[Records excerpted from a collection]
§

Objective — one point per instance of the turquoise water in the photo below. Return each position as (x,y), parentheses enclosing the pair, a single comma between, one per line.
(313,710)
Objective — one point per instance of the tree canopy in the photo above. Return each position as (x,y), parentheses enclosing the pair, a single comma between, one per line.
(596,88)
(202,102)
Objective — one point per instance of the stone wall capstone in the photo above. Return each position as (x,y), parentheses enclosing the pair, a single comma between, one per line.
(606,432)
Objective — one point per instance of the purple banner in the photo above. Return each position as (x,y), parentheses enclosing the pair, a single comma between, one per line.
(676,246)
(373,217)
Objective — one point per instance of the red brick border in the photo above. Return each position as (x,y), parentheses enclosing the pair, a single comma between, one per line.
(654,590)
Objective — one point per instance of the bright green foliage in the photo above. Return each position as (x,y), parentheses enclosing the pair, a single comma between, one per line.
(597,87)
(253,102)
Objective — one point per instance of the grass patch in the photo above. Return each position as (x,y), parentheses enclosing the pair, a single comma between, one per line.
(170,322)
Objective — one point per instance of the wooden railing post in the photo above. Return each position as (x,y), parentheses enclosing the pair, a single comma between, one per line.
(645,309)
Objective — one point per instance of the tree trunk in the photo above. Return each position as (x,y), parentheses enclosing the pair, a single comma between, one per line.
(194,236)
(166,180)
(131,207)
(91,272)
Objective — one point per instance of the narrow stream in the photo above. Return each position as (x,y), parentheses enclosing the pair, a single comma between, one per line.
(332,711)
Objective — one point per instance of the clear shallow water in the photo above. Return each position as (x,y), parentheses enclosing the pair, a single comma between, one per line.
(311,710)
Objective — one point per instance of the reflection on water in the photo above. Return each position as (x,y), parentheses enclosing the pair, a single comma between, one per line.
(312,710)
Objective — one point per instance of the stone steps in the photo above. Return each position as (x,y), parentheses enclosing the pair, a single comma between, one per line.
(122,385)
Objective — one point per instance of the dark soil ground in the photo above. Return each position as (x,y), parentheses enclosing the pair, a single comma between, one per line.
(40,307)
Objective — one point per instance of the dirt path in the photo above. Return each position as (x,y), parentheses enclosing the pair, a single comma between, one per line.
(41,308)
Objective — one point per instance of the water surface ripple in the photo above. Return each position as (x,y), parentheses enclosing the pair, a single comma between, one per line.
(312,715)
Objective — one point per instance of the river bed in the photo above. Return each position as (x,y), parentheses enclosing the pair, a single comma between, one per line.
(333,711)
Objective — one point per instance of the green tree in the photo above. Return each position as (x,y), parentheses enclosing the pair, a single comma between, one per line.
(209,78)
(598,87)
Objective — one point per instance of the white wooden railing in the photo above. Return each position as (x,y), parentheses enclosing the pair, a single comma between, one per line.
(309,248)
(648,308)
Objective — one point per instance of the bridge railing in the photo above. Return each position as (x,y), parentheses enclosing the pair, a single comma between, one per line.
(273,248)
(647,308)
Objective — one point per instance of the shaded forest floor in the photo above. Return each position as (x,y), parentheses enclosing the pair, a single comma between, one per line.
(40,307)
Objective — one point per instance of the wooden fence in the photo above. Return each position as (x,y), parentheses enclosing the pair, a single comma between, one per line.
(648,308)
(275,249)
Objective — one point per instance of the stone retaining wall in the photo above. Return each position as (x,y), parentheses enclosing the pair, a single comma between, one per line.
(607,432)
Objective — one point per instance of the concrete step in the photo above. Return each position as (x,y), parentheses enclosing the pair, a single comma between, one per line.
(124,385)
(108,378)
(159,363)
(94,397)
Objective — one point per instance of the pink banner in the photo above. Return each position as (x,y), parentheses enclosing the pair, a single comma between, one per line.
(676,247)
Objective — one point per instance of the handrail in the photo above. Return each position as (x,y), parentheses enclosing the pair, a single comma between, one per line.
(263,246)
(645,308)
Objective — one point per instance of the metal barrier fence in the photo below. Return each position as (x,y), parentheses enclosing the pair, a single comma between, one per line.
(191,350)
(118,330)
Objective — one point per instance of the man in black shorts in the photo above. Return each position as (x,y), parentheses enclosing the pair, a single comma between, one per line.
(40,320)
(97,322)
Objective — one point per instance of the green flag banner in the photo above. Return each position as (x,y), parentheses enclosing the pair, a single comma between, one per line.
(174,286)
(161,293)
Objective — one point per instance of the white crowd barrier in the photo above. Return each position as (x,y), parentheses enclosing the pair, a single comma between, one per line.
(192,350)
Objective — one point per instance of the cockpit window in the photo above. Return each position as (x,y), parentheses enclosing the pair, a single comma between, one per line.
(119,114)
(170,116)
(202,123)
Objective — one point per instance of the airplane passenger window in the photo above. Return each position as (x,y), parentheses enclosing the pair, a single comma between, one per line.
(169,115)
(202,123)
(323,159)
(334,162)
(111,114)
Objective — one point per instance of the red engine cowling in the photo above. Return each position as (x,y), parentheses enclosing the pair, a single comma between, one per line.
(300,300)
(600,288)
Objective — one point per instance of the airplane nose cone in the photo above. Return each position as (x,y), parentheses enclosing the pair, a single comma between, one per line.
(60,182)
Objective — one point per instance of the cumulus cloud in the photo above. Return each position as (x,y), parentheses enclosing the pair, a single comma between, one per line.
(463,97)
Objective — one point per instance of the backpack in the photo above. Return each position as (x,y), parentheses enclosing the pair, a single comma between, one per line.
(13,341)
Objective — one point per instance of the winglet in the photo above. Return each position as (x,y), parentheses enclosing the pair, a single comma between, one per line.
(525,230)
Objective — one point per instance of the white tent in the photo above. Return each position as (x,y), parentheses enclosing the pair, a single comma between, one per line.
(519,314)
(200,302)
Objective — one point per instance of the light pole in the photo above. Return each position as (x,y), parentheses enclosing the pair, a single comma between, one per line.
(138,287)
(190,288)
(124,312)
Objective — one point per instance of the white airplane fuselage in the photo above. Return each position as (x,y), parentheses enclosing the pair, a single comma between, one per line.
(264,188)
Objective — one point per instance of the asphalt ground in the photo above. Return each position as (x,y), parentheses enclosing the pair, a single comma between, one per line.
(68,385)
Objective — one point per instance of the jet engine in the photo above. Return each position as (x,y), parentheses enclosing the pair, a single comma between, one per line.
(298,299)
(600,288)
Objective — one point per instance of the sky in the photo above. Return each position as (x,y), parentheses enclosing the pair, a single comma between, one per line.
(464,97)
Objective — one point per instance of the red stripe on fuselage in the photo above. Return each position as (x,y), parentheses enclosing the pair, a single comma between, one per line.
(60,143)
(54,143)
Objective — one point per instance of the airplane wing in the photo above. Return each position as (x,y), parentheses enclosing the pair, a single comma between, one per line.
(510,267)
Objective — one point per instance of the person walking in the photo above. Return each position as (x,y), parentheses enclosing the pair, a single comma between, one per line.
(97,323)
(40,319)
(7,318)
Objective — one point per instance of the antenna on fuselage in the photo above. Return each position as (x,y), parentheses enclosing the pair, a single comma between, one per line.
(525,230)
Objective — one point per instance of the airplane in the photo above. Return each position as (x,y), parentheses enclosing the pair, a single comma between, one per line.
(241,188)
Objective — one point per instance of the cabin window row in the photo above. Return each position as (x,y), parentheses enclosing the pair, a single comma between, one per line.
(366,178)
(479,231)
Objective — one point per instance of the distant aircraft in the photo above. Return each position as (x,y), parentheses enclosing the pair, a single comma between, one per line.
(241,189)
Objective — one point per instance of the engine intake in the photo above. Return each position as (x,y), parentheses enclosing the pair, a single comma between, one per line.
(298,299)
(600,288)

§

• [Your instructions]:
A verbatim copy of every entry is required.

• [Written solution]:
Objective — one point per instance of the turquoise water in the photo below. Return each position as (x,y), parentheses enclosing the pair, a single comma between, one per line.
(313,710)
Objective — one point per instance of the tree canopy in the photo above. Return each position as (x,y), parentheses enclosing the pair, a single comma between, one per line.
(596,88)
(202,102)
Objective — one point per instance of the stone wall capstone in the photo above. Return each position as (x,y), parentheses enclosing the pair, a single comma between, one per line.
(606,432)
Objective — one point per instance of the purple banner in the photo above. Return each position as (x,y), parentheses enclosing the pair, a single comma between, one per line.
(676,246)
(373,217)
Objective — one point per instance of the red brick border in the photo above. Return each position as (x,y), parentheses enclosing the pair, a single comma between, one per line.
(654,590)
Objective — one point per instance of the bright green foliage in the photo above. Return each position as (x,y), parentheses enclosing the pair, a single comma between, one per line.
(597,87)
(253,102)
Objective — one point per instance of the grass patch in the photo above. Return each position as (x,y), parentheses enclosing the pair, a single comma between, one per line.
(170,322)
Objective — one point per instance of the wooden railing post in the photo above. Return each position as (x,y), parentheses enclosing the pair, a single comma between, one per line.
(645,309)
Objective — one point per instance of the tree trunk in the photo above. Return each position as (x,y), parentheses enclosing the pair, a single comma between, one per line.
(194,236)
(166,180)
(131,207)
(91,272)
Objective — one point per instance of the narrow stream in the photo above. Return each position as (x,y), parentheses enclosing the pair, a single comma between, one per line.
(332,711)
Objective — one point per instance of the clear shallow water in the photo above. Return each position as (x,y), parentheses enclosing the pair, a single comma between, one per line.
(311,710)
Objective — one point per instance of the reflection on water in the photo above. Return each position as (x,y), parentheses enclosing the pair, a single comma between, one per line.
(312,710)
Objective — one point per instance of the stone steps in the photo above. Return each position as (x,y), parentheses enclosing the pair, a single comma between, one per line.
(122,385)
Objective — one point per instance of the dark soil ground in the photo above. Return each position as (x,y), parentheses enclosing the pair, a single comma between, one per line.
(40,307)
Objective — one point per instance of the dirt path in the photo above. Return each position as (x,y), parentheses enclosing the pair, a single comma between, one per line.
(41,308)
Objective — one point per instance of the water surface ripple in the photo above. Return each position as (x,y), parentheses enclosing the pair, a single comma between, one per line.
(312,715)
Objective — one point per instance of the river bed in the photo above. Return each position as (x,y), parentheses enclosing the pair, a single comma between, one per line.
(333,711)
Objective — one point per instance of the green tree in the photo above. Return each position as (x,y), parentheses enclosing the pair, a single comma between, one per line.
(209,78)
(598,87)
Objective — one point per instance of the white wooden railing in the photo above. Return each position as (x,y), parentheses enclosing the pair, a single comma between, one per line.
(309,248)
(648,308)
Objective — one point per instance of the bridge railing in the photo above. Return each position as (x,y), parentheses enclosing the pair, a single comma between, one per line.
(273,248)
(647,308)
Objective — one point per instance of the shaded forest floor in the photo above. Return each position as (x,y), parentheses enclosing the pair, a single comma between, one per line.
(40,307)
Objective — one point per instance of the wooden fence in the photo above. Return each position as (x,y), parentheses enclosing the pair, a single comma between, one per line.
(648,308)
(275,249)
Objective — one point per instance of the stone retaining wall in the photo above. Return each position as (x,y), parentheses enclosing the pair, a single comma between, one per line.
(607,432)
Objective — one point per instance of the concrete step in the photo above. Return each position as (x,y), parentheses enclosing the pair, a single comma between, one per line.
(124,385)
(108,378)
(159,363)
(94,397)
Objective — one point per instance of the pink banner in the photo above. Return each position as (x,y), parentheses enclosing the pair, a single comma between, one per line.
(676,247)
Objective — one point per instance of the handrail in the photo above. Return each position as (x,y), parentheses enclosing the pair, a single comma between, one per line.
(263,246)
(645,308)
Objective — one point per instance of the metal barrier fence in the photo below. Return each position as (x,y), parentheses enclosing the pair, a single comma between, one per line.
(191,350)
(118,330)
Objective — one point per instance of the man in black shorts in the photo above. Return each position as (x,y), parentheses enclosing the pair, a single comma between, one per line.
(40,320)
(97,322)
Objective — one point per instance of the green flag banner in the photo above. Return each position as (x,y), parentheses enclosing the pair, a single comma between, one per line.
(174,286)
(161,293)
Objective — one point per instance of the white crowd barrier in the photo above. Return each position as (x,y), parentheses enclosing the pair, a single comma between, one per line.
(192,350)
Objective — one point per instance of the cockpit window in the photo above. Return each position as (x,y), parentheses enclosing the pair, a single comma between, one per line.
(119,114)
(170,116)
(202,123)
Objective — one point per instance of the airplane passenger window in the photo above. Return each position as (x,y), parentheses enclosing the pair, a single comma between, one per line.
(169,115)
(202,123)
(323,159)
(334,162)
(111,114)
Objective — one point per instance of the red engine cowling in the photo above. Return each position as (x,y), parentheses enclosing the pair, a single comma between, one per line.
(300,300)
(600,288)
Objective — one point per instance of the airplane nose cone in the photo above. Return each position as (x,y), parentheses enclosing the pair, a single comma between, one per line.
(60,182)
Objective — one point per instance of the cumulus cloud in the photo above. Return each position as (x,y), parentheses enclosing the pair, a single comma between, one per line.
(463,97)
Objective — one point per instance of the backpack in the photo above. Return each position as (x,y), parentheses enclosing the pair, a single comma between, one per line.
(13,341)
Objective — one point per instance of the winglet in the photo above. Return each position as (x,y), parentheses enclosing the pair, a single comma between, one per line.
(525,230)
Objective — one point per instance of the white tent in the photo above. Return each position as (x,y), parentheses enclosing the pair, a single comma between, one per line.
(519,314)
(200,302)
Objective — one point per instance of the light pole in the photo above. Return each position as (x,y), parentheses enclosing the pair, a single comma between, one per line.
(138,287)
(190,288)
(124,312)
Objective — one point per instance of the white airplane fuselage in the photo above. Return each position as (x,y), parentheses enclosing the pair, a single comma between, one per line.
(264,188)
Objective — one point per instance of the asphalt ground in the photo above. Return each position as (x,y), parentheses enclosing the pair, a single comma between, one per line.
(68,385)
Objective — one point per instance of the jet engine in the photo above. Return each position as (x,y), parentheses enclosing the pair, a single comma between, one per line.
(298,299)
(600,288)
Objective — one point per instance of the sky in the photo above. Return each position as (x,y), parentheses enclosing the pair, a single comma between, one per line.
(464,97)
Objective — one point per instance of the red stripe on fuselage in the photo above. Return each position as (x,y), parentheses enclosing the pair, a single comma between, one per line.
(60,143)
(54,143)
Objective — one point per instance of the airplane wing in the photo above. Return each position as (x,y), parentheses enclosing the pair, a single comma between, one per line.
(510,267)
Objective — one point per instance of the person walking in the photo above. Return each position as (x,y), parentheses enclosing the pair, a single comma between, one per line.
(97,323)
(40,319)
(7,318)
Objective — one point per instance of the antenna on fuselage in the photo above. Return each position as (x,y), parentheses enclosing the pair, a single comma between, one per line.
(525,230)
Objective — one point per instance of the airplane in the photo above. Return each position as (x,y), parentheses enclosing the pair, a single comma between, one per line.
(241,188)
Objective — one point per instance of the cabin window row in the photo above. Return each position as (x,y), parentheses enclosing the pair, a single comma between, one per line.
(366,178)
(479,231)
Objective — one point per instance of the distant aircraft in the photo above. Return each position as (x,y), parentheses enclosing the pair, a single comma between, one per line.
(241,189)
Objective — one point per instance of the engine intake in the photo above. Return each position as (x,y), parentheses enclosing the pair, a single comma between, one per line.
(298,299)
(600,288)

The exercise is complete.